— Problem requirements —
Reproduce all the rows below, requests included, and shift every bounding box coordinate in the answers up by 51. Leave the pictures out.

START Supplied records

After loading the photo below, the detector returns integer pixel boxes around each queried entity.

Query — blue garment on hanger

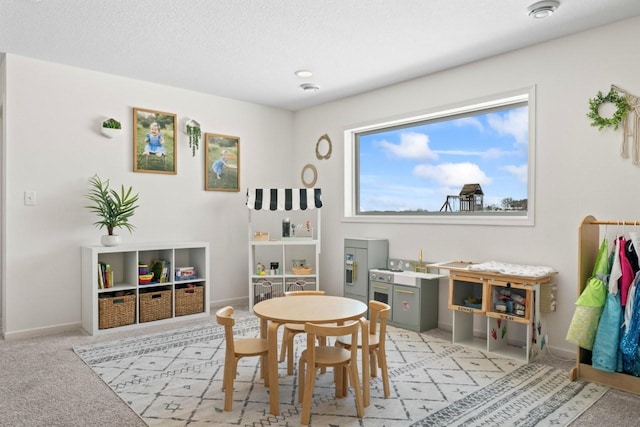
[592,293,623,372]
[620,278,640,376]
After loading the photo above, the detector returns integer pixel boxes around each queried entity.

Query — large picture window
[345,88,535,225]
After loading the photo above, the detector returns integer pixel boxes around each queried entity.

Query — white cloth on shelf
[467,261,556,277]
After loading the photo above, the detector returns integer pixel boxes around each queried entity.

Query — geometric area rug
[74,311,608,427]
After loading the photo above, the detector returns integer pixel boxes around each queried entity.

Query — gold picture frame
[204,133,240,191]
[133,108,178,175]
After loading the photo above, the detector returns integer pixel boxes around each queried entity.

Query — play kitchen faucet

END Supplied records

— Task result —
After loading the photo below, the detector returns integer pixel boxes around each queried entity.

Query — blue garment on hanger

[643,344,674,423]
[671,329,691,427]
After loading the photo above, the detector returns integer pixel boxes around each queried entity.

Query — large picture window
[396,139,586,276]
After loading the photo above, the detector returns integer pixel boxes around each queried entity.

Query — white cloth on shelf
[518,312,607,328]
After loading the photo above, the detector returns integer pixel boxes around each queried entity.

Query — geometric area rug
[125,362,659,478]
After loading the photo above, the detector returns integer pixel boxes around each queried entity.

Query — gold picture frame
[255,184,291,242]
[184,159,229,226]
After loading the photo above, the detector returns integer pixel boxes around each queried entity.

Query — play kitchen faucet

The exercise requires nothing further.